WHAT IS EXPECTED =
Return only the lines starting at the line that contains "Question. For every instance of the dining" and ending with the final line of the listing; include both endpoints.

ENTRIES PROVIDED =
* BEGIN *
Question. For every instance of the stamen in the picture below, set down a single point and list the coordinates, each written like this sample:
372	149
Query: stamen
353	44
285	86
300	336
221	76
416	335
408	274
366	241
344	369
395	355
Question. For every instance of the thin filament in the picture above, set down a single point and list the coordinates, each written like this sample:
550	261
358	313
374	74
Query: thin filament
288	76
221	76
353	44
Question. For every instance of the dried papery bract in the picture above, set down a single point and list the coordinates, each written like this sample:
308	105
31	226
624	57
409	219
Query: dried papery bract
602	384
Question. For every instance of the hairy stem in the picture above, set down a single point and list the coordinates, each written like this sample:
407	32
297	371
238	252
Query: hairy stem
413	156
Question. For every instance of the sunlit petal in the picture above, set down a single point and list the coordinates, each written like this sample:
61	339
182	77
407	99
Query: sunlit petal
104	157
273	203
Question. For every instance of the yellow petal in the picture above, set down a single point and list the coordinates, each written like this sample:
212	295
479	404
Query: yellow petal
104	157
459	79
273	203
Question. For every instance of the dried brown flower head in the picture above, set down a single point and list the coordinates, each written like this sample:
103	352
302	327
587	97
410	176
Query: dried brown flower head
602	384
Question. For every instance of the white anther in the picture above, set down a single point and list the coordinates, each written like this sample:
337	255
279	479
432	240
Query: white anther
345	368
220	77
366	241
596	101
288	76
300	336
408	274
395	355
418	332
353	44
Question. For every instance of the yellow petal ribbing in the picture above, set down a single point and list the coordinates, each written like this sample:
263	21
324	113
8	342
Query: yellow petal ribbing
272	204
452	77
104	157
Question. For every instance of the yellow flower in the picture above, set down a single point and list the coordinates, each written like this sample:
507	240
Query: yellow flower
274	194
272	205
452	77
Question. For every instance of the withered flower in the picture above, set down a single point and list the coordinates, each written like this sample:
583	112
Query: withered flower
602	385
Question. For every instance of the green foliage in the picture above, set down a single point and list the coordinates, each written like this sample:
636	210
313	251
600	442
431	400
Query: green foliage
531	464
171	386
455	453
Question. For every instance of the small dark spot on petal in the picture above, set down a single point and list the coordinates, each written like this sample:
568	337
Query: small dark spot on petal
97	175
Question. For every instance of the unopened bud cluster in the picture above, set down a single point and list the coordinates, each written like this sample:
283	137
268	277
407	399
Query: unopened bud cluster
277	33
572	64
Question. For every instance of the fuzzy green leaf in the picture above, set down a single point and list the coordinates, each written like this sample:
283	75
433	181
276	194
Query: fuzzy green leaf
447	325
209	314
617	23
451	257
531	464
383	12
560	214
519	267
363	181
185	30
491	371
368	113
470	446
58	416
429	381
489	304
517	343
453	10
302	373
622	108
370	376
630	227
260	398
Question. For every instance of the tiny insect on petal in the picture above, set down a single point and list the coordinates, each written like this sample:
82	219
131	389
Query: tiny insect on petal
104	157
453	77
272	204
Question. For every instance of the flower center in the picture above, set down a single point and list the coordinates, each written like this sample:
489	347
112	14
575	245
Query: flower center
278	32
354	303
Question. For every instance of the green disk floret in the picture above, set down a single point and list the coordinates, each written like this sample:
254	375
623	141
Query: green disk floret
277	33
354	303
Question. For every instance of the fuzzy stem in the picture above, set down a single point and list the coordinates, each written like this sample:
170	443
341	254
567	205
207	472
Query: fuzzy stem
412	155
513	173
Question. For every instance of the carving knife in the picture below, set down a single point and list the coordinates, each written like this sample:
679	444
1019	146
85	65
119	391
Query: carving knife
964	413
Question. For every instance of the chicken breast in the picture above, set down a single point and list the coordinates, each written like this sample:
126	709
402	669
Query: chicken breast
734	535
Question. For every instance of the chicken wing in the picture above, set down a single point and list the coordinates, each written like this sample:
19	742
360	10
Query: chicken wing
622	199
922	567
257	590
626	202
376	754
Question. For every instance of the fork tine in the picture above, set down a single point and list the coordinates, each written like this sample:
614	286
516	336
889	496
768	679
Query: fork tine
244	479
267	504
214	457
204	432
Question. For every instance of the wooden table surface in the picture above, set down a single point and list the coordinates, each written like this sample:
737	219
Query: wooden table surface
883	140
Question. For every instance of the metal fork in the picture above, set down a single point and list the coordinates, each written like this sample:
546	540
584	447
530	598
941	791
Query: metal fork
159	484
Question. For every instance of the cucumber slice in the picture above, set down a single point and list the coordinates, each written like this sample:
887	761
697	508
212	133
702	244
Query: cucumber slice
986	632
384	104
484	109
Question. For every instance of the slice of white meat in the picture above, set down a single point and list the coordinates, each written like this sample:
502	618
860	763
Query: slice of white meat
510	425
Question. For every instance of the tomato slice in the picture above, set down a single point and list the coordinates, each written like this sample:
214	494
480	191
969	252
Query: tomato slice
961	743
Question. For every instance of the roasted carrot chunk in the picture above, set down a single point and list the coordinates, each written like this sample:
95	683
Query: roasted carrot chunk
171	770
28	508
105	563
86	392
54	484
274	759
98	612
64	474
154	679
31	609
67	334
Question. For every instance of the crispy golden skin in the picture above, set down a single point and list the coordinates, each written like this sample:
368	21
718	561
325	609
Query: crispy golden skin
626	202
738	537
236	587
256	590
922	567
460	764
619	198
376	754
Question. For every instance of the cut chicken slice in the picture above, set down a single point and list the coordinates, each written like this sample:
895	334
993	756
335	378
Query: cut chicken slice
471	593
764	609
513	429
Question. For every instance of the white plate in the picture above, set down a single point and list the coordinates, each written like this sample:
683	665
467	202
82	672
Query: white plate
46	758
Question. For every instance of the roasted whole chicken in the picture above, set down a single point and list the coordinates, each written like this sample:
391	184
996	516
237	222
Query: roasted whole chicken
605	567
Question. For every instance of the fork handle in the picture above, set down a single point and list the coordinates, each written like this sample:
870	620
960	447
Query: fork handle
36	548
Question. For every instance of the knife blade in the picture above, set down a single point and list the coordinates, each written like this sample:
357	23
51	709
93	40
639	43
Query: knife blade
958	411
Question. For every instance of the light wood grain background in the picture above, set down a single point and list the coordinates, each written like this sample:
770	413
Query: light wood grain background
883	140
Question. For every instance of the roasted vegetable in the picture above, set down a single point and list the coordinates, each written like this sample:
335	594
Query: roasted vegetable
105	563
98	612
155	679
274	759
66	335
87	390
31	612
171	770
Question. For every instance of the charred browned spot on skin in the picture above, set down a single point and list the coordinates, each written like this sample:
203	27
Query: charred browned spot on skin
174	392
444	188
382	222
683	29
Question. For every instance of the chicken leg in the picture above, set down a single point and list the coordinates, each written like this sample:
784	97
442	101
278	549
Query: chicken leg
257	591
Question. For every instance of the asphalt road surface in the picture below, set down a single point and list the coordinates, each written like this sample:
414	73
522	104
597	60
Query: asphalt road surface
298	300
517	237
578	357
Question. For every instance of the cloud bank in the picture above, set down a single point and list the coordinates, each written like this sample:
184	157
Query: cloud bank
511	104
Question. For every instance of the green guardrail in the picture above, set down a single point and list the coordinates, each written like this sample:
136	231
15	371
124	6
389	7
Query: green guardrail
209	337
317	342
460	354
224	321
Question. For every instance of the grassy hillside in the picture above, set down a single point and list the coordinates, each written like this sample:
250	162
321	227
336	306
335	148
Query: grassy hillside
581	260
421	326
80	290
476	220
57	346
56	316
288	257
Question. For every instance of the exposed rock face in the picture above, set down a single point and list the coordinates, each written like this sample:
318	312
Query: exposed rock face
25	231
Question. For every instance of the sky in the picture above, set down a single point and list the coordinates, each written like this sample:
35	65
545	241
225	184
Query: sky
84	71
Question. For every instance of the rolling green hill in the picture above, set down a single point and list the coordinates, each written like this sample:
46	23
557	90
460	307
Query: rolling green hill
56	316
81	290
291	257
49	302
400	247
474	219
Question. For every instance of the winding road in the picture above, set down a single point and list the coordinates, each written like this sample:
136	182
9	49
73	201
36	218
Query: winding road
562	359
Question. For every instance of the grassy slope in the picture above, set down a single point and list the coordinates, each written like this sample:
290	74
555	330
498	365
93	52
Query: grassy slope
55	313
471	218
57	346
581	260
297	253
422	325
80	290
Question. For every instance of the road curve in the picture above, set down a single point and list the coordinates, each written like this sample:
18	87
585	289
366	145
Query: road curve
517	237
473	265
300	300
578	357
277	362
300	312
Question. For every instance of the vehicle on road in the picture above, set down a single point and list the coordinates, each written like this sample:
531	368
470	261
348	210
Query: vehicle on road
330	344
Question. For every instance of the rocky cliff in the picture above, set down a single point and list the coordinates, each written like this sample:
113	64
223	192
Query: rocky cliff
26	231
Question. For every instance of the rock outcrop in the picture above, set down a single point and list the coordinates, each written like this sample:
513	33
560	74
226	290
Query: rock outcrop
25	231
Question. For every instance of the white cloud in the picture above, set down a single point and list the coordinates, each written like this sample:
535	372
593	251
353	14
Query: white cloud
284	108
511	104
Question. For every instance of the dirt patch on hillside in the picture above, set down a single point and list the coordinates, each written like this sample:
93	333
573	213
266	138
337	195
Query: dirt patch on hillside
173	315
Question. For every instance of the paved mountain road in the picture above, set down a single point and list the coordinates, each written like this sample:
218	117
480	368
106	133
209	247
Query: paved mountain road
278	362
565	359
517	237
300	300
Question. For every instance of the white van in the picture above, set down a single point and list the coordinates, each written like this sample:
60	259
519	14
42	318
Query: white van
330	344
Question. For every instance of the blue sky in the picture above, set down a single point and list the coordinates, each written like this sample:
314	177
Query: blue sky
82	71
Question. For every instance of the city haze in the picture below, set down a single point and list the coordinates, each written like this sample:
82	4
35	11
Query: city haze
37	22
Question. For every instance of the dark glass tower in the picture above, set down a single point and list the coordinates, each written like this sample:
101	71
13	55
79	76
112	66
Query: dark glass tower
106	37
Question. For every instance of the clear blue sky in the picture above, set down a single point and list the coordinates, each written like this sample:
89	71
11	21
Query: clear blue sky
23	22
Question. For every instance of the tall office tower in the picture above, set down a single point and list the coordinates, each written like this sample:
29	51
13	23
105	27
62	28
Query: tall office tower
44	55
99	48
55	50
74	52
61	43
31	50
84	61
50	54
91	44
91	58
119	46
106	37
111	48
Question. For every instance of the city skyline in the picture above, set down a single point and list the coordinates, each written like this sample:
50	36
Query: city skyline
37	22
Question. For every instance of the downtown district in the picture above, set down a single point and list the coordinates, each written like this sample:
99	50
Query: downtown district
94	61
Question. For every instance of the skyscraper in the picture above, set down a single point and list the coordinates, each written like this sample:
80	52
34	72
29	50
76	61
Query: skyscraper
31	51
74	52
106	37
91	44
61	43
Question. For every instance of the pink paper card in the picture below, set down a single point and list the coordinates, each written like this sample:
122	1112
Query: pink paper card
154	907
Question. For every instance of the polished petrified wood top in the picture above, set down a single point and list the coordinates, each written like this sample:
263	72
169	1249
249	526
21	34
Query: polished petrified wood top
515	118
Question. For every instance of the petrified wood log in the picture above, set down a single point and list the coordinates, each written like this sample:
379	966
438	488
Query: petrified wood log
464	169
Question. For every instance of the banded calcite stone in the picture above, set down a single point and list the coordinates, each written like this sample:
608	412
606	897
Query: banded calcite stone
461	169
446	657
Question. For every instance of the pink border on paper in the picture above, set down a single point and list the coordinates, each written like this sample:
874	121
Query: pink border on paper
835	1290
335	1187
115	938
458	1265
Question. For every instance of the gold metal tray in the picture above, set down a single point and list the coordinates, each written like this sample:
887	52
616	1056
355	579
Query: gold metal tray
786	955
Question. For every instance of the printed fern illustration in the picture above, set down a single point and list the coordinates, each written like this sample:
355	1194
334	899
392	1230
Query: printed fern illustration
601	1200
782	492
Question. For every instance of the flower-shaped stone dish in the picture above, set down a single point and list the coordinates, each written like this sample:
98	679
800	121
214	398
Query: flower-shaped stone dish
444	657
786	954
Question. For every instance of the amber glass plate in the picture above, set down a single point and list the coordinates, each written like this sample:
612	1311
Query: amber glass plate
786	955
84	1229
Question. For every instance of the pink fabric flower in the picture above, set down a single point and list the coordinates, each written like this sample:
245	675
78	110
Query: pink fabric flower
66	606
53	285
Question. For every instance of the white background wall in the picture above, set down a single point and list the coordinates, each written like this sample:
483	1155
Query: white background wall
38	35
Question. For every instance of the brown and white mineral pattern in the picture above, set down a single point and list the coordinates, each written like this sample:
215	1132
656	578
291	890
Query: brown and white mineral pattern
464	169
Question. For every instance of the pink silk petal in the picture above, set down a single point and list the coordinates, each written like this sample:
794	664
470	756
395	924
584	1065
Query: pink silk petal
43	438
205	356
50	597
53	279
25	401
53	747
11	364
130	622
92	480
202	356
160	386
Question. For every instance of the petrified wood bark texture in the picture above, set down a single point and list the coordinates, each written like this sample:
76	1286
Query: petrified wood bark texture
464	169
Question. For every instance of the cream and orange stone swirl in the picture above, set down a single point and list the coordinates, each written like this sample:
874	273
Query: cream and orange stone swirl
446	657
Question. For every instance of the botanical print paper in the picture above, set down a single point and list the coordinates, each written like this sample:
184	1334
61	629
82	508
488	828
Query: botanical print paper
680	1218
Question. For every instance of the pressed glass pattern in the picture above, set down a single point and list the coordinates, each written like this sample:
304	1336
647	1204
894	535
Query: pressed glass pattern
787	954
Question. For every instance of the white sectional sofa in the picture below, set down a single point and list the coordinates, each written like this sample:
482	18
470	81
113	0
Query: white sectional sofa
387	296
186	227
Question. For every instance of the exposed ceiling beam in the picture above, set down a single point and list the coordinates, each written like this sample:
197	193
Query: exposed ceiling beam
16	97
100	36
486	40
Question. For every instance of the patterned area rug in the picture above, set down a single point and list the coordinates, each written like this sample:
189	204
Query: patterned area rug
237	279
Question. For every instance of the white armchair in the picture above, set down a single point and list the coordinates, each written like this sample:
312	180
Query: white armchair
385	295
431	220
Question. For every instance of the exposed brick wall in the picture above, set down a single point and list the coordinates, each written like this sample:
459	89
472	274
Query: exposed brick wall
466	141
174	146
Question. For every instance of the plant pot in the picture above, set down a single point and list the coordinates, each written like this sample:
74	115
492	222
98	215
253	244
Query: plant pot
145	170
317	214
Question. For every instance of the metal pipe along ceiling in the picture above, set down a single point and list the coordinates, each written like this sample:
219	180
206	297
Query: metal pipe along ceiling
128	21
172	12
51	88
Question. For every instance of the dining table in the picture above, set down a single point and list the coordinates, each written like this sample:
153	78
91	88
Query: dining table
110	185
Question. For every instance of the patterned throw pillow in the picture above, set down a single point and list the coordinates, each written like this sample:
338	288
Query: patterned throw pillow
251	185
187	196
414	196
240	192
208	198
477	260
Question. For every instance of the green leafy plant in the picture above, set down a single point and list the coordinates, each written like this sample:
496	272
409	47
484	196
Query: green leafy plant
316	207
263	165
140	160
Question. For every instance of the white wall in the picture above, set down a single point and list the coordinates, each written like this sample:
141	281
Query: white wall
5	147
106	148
* END *
OUTPUT FOR THIS TASK =
Question. For every instance of the dining table in the picture above, set down a single point and list the coordinates, each written like this sample:
153	78
91	88
Query: dining table
110	185
Question. For every instance of the patterned throw pillow in the picture above, set down a single point and list the coordinates, each written like this sample:
338	288
Query: patterned throw pillow
251	185
187	196
414	196
240	192
208	198
477	260
Question. For every instance of the green leafy plant in the picture above, set down a single point and list the coordinates, each written like this sample:
496	272
409	47
484	196
Query: green leafy plant
316	207
263	165
140	160
Question. For every instance of the white wall in the picture above, set down a single point and list the coordinates, each written like this sample:
141	281
Query: white wall
5	147
106	148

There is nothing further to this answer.